--- Start ---
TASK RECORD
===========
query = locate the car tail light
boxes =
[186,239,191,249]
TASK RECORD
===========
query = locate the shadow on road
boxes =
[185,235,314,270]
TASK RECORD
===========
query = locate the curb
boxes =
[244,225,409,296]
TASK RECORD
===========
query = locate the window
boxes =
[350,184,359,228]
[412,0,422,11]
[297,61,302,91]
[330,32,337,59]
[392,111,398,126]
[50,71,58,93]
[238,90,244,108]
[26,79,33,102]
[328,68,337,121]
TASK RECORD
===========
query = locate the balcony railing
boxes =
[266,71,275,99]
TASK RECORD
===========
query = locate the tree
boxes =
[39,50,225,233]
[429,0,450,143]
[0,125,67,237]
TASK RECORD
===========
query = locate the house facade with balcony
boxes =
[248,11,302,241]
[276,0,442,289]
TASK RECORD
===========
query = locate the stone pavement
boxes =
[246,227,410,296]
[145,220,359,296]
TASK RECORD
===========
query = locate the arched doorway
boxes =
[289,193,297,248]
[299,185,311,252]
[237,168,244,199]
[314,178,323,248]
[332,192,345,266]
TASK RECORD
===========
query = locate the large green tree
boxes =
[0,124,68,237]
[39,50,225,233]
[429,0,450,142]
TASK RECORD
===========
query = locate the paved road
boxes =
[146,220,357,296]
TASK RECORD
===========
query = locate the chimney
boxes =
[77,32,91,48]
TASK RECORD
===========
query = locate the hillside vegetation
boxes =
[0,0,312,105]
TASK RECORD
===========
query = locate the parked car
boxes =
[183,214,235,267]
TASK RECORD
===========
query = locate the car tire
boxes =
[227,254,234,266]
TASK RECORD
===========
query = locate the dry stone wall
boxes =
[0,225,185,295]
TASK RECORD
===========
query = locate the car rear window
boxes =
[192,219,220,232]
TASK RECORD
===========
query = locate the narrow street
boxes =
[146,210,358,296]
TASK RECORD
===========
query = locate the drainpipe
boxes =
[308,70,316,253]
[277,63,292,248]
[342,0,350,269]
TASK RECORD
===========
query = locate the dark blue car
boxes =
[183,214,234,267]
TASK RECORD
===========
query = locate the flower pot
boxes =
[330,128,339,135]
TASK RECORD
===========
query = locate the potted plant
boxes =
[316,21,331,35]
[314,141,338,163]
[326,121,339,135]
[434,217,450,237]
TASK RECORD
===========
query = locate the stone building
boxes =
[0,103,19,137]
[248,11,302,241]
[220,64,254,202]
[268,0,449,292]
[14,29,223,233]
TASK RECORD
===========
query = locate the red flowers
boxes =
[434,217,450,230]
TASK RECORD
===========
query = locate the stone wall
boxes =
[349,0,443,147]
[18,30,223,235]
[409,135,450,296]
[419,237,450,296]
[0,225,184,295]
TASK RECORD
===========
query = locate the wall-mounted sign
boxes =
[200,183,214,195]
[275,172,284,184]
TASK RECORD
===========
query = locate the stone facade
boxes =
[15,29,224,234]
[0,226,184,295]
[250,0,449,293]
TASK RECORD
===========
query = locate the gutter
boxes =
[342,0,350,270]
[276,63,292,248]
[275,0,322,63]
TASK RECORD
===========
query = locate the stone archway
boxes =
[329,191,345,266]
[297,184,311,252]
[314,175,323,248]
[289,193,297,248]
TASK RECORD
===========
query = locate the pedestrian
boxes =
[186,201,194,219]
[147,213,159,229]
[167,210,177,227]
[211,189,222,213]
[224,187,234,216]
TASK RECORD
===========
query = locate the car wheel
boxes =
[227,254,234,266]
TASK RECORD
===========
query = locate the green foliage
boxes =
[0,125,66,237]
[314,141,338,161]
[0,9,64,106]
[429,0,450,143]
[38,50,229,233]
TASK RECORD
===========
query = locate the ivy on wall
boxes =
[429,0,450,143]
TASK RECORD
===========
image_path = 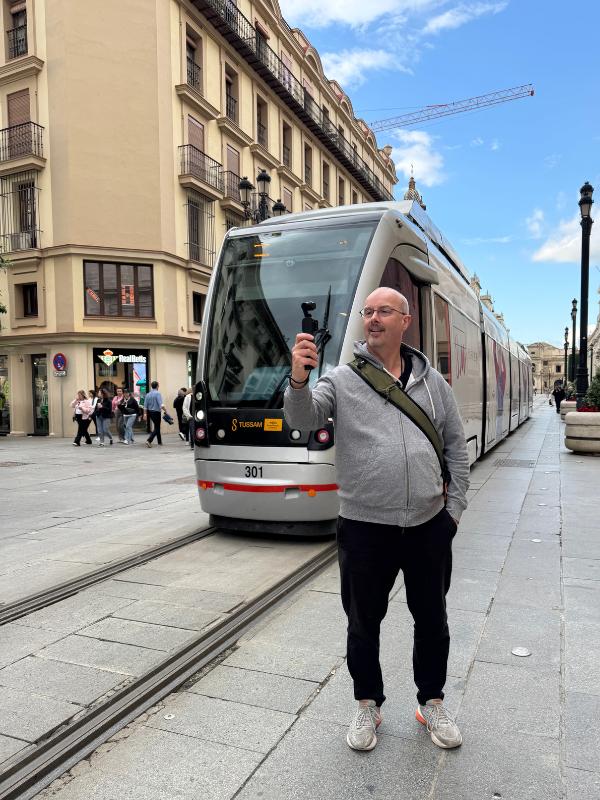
--- End ---
Lay out the records from the first line through the line containing "[145,220,359,296]" as a Markdown table with the columns Row and Line. Number each row and skip blank lines.

| Row | Line |
|---|---|
| 1 | TASK RECORD |
| 2 | =========== |
| 3 | query = locate the car tail light |
| 4 | boxes = |
| 5 | [186,239,191,249] |
| 6 | TASK RECORD |
| 7 | =========== |
| 8 | query = locate the shadow on road |
| 9 | boxes = |
| 10 | [185,235,314,270] |
| 11 | TASK RECORD |
| 12 | =========== |
| 13 | query = locate the curb |
| 14 | boxes = |
| 15 | [244,225,409,296] |
| 16 | TASK RECORD |
| 17 | =========== |
| 18 | query = locate the window |
| 19 | boxes = |
| 20 | [350,184,359,228] |
| 21 | [412,0,422,11] |
| 22 | [297,61,302,91] |
| 23 | [330,32,337,59] |
| 24 | [392,111,398,126] |
| 25 | [50,71,58,93] |
| 26 | [238,90,244,108] |
| 27 | [26,79,33,102] |
| 28 | [328,68,337,121] |
| 29 | TASK RECORD |
| 30 | =========== |
| 31 | query = locate the balcony railing |
| 32 | boxes = |
| 33 | [266,71,275,99] |
| 34 | TASK RECORD |
| 35 | =========== |
| 36 | query = locate the tree |
| 37 | boxes = |
| 38 | [39,50,225,233] |
| 39 | [429,0,450,143] |
| 40 | [0,125,67,237] |
| 41 | TASK RECORD |
| 42 | =========== |
| 43 | query = locate the house facade with balcony |
| 44 | boxes = |
| 45 | [248,11,302,241] |
| 46 | [276,0,442,289] |
| 47 | TASK RECORD |
| 48 | =========== |
| 49 | query = locate the stone pavement |
| 50 | boxes = |
| 51 | [246,227,410,296] |
| 52 | [145,220,359,296] |